§ **REQUIRED TASK**
Edit the data below from the line with "out the grassy" through the end of the data, changing "one point per instance" to "a single point for each instance" and leaving everything else as it is.

(Object pointing data rows)
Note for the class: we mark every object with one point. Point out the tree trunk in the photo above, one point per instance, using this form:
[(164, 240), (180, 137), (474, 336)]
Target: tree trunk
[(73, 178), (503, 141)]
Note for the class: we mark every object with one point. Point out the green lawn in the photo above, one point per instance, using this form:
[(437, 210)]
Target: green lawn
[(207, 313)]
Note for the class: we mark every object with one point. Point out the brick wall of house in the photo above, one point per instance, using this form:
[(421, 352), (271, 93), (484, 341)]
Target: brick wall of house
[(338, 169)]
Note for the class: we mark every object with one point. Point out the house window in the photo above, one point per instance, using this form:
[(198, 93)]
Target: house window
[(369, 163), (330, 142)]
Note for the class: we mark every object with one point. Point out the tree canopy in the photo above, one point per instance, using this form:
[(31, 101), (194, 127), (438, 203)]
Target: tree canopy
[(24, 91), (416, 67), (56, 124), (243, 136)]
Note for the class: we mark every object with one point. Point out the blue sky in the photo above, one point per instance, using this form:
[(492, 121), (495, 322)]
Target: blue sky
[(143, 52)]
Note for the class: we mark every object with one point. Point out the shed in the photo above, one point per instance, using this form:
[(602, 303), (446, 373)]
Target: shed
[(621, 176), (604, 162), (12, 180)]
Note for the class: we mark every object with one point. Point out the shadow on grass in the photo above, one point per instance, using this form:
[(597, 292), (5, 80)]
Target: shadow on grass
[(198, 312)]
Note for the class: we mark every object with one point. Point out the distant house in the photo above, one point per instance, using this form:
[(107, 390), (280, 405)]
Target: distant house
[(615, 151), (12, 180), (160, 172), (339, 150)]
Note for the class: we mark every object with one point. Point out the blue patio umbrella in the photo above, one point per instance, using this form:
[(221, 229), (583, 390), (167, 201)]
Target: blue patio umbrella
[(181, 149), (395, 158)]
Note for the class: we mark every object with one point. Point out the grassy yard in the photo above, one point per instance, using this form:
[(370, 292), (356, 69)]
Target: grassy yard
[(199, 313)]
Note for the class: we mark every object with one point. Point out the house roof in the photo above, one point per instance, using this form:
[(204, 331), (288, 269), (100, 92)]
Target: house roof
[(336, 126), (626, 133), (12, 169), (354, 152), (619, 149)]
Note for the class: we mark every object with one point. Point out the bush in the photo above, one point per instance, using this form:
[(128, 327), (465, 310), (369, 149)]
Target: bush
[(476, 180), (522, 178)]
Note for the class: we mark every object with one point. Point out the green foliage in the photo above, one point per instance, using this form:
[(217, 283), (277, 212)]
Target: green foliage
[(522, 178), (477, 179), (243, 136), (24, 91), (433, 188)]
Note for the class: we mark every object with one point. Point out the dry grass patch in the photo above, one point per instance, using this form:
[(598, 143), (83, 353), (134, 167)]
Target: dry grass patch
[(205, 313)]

§ **EXERCISE OUTPUT**
Note for the class: we mark every object with one point. Point out the grassy yard in the photo above, a single point for each instance, using this form:
[(370, 292), (356, 69)]
Target: grassy yard
[(199, 313)]
Note for the class: we mark every object with one point. Point out the house roof in the photo above, a single point for each instance, using this form:
[(204, 331), (288, 269), (100, 92)]
Target: house roof
[(336, 126), (626, 133), (12, 169), (354, 152), (619, 149)]
Note for the class: we mark every object with one point. Point out the bush in the photo above, a single point for each instance, using this form:
[(128, 327), (465, 310), (369, 149)]
Target: bush
[(476, 180), (522, 178)]
Note for the class: we mark every object with one point. Point out the green foliage in the photo above, a single point for each instance, using this form:
[(217, 283), (277, 212)]
Target: green foliage
[(522, 178), (477, 179), (243, 136), (24, 91), (433, 188)]
Note for the class: we mark every object with one point. Point out the dry grass patch in the photo above, a single point for each instance, using this form:
[(598, 143), (83, 353), (134, 167)]
Target: dry grass patch
[(205, 313)]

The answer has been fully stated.